### [抜粋本文]
司馬昭が残してくれた取り巻きだ。青二才だった武帝を助ける人々だ。

当の司馬孚は、魏晋革命に正面から反対した。曹髦を殺した賈充を、強く断罪した。禅譲して去った曹奐を見送って、
「私は死ぬまで、大魏の臣です」
と言った。遺言では、陵墓に魏の貞臣だと刻んだ。

司馬孚については、このサイト内の
死ぬまで魏の純臣なり、司馬孚&司馬望伝
でやりました。2008年7月19日に書き終えてるが、字が小さいという欠点を抜きにしても、内容がちょっと読めたもんじゃない (笑)

武帝から見ると、司馬孚は最高に煙たい。しかし司馬孚を優遇せざるを得なかったのは、まだ地位の安定しなかった武帝の妥協だ。

武帝の妥協は、司馬孚のみが例外だった。
司馬順(司馬懿の六弟・司馬通の子)は、司馬孚と同じように魏晋革命にネガティブな態度を取った。ただしネガティブさは、司馬孚よりずっと軽微だった。司馬孚は革命そのものを否定したが、司馬順は革命のプロセスにケチを付けただけだ。革命を否定したわけじゃない。
だが司馬順は、西域に流罪になった。兄が北海王で、弟が陳王になれたのだから、血筋は充分に貴かった。明らかに司馬順の行動が不興を買った結果だ。

司馬炎の本心に照らせば、露骨に反発した司馬孚は、殺してしまいたいくらいだったでしょう。司馬順の例から逆算する限り。

天下を疑う政策

王船山は、西晋の封王制の本質を見抜いた。
「魏は同姓の曹氏を疑ったから、諸侯を削った。晋は天下を疑ったから、司馬氏の王に兵を持たせた」
武帝が30人以上の王を封じたのは、司馬氏以外を敵視したからである。

すごい!この指摘だけで、ご飯3杯はいける。


封王制は、武帝が一族を統制する目的もあった。
魏朝で有数の大族である司馬氏は、司馬昭の死後にバラバラになりかねない。司馬孚を「長老の傘」として祭り上げて利用し、武帝が家督をきっちり嗣ぐ必要があった。司馬孚とは反対に、西域に飛ばされた司馬順は、スケープゴートである。

長老の傘がなくなった

271年6月に司馬望が67歳で死んだ。272年2月に司馬孚が93歳で死んだ。

司馬望は、司馬孚の子。司馬望は父より早く死んだから、親不孝ではあるが、92歳の父に先に死んでくれとも言えないし。

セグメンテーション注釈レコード
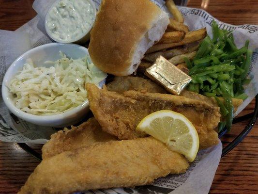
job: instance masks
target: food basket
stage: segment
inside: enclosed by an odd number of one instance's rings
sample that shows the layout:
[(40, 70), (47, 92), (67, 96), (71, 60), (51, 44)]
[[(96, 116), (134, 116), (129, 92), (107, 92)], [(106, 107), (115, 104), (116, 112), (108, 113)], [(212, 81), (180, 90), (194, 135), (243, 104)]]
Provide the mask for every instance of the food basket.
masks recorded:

### [作業内容]
抜粋本文のうち、「封王制は、武帝が一族を統制する目的もあった。」から「に死んでくれとも言えないし。」までのすべてを、一字一句変えずに書き出してください。 これらの資料は、抜粋本文とは別個のものです。

### [期待される解答]
封王制は、武帝が一族を統制する目的もあった。
魏朝で有数の大族である司馬氏は、司馬昭の死後にバラバラになりかねない。司馬孚を「長老の傘」として祭り上げて利用し、武帝が家督をきっちり嗣ぐ必要があった。司馬孚とは反対に、西域に飛ばされた司馬順は、スケープゴートである。

長老の傘がなくなった

271年6月に司馬望が67歳で死んだ。272年2月に司馬孚が93歳で死んだ。

司馬望は、司馬孚の子。司馬望は父より早く死んだから、親不孝ではあるが、92歳の父に先に死んでくれとも言えないし。